**Given passage**
───
An introduction to the skin microbiome

Skin microbiome

Research made on the microbiome has completely boomed during the past few years and more and more people are talking about it. It wasn’t until recently scientists learned that all humans are hosts to trillions of micro-organisms belonging to thousands of different species: bacteria, viruses, and fungi. So, why is the skin microbiome so important? Why should you take it into consideration when buying your skincare? And how can you help your microbiome? 

What is the skin microbiome?

The microbiome is an ecosystem of micro-organisms such as bacteria, fungi, and viruses that live in different parts on and in the human body. There are so many of them that we actually have more bacterial genes than human genes in our bodies! These micro-organisms live in our large intestines, nose, and mouth as well as on our skin making it the skin microbiome. The skin microbiome can also be referred to as the microbiota or the microflora. This ecosystem controls the overall health of our skin and protects it from attacks by bad bacteria and viruses.
───
**Source material**
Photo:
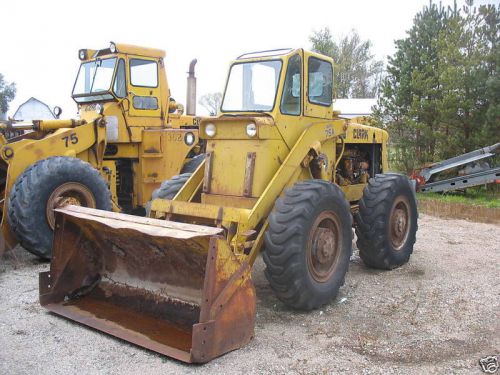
───
**Problems to solve**
A. According to the skin microbiome passage, what two other terms can refer to the skin microbiome?
B. Copy the skin microbiome passage starting at "Research made on" and ending at "help your microbiome?", putting "grown" in place of "boomed".
The data have no part in this exercise.

**Answers for this exercise**
A. The microbiota or the microflora.

B.
Research made on the microbiome has completely grown during the past few years and more and more people are talking about it. It wasn’t until recently scientists learned that all humans are hosts to trillions of micro-organisms belonging to thousands of different species: bacteria, viruses, and fungi. So, why is the skin microbiome so important? Why should you take it into consideration when buying your skincare? And how can you help your microbiome?